* PROBLEM STATEMENT:
Identify every line in the records below that contains the word "mask", and copy each of those lines.

_ _ _

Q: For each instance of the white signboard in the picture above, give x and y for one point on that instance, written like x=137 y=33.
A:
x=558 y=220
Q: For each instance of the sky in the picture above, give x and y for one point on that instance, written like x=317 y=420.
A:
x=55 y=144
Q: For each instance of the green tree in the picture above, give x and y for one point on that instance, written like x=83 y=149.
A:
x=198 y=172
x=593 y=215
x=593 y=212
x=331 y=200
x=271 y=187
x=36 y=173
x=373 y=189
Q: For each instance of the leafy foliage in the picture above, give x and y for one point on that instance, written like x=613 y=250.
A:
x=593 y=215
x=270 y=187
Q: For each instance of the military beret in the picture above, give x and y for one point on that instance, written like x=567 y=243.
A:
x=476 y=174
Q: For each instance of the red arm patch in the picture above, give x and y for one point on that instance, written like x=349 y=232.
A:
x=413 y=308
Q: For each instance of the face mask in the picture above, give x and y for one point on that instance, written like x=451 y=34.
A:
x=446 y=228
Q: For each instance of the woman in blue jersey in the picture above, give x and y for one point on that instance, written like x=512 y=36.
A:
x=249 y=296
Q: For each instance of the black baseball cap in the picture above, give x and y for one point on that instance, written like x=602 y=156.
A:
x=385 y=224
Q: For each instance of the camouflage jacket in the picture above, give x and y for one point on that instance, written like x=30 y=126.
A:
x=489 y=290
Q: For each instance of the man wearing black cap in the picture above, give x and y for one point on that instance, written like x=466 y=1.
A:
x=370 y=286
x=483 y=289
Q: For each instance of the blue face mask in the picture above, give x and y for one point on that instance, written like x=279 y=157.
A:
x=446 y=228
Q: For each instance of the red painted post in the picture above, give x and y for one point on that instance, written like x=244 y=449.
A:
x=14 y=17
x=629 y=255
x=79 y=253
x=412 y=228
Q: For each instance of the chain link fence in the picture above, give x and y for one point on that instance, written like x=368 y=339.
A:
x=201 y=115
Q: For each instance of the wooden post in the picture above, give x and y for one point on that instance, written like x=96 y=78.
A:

_ _ _

* WORKED SOLUTION:
Q: For each instance of the face mask in the picture above, give x and y for one point on that instance, written like x=451 y=34.
Q: For each instance of the blue face mask in the picture above, give x and y for one point on that instance, written like x=279 y=157.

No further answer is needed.